* [Assignment]:
Lines holding the word "form" are the ones to copy from the data below.

* [Provided data]:

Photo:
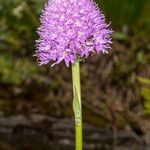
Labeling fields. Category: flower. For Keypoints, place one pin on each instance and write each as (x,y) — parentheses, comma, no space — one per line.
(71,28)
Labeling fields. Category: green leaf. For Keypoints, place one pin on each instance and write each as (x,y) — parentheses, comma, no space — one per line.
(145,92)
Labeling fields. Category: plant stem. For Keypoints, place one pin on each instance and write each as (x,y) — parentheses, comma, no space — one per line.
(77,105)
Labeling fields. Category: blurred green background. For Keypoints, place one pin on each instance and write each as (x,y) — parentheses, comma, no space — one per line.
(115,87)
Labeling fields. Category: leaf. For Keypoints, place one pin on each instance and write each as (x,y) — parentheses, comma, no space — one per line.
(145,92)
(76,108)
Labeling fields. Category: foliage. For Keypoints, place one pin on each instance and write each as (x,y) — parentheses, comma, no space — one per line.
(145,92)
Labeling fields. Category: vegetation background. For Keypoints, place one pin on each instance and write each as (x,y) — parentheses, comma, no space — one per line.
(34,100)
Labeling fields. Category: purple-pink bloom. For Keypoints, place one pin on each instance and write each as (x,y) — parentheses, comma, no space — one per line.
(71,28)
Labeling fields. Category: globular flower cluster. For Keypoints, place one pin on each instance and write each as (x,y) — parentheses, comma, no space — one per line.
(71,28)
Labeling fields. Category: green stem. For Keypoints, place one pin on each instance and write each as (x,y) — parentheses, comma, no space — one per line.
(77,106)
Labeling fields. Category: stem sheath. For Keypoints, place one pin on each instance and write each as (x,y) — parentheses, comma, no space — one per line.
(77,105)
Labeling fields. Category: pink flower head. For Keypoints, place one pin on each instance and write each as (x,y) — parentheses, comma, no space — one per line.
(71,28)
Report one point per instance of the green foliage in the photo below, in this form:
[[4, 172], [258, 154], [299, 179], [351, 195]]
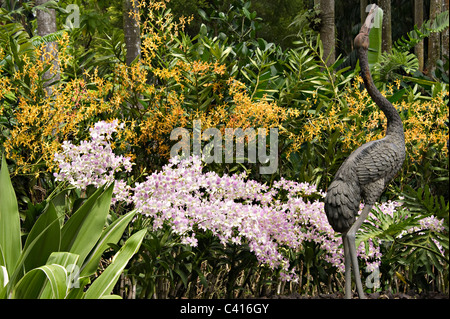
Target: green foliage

--

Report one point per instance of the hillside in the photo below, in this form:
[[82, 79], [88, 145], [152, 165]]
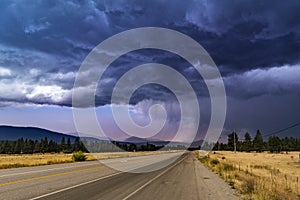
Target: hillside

* [Written solution]:
Report one point per instance of the green foliage in the photo below, in this form:
Report one point per instance of the hillside in the photo below, in this form:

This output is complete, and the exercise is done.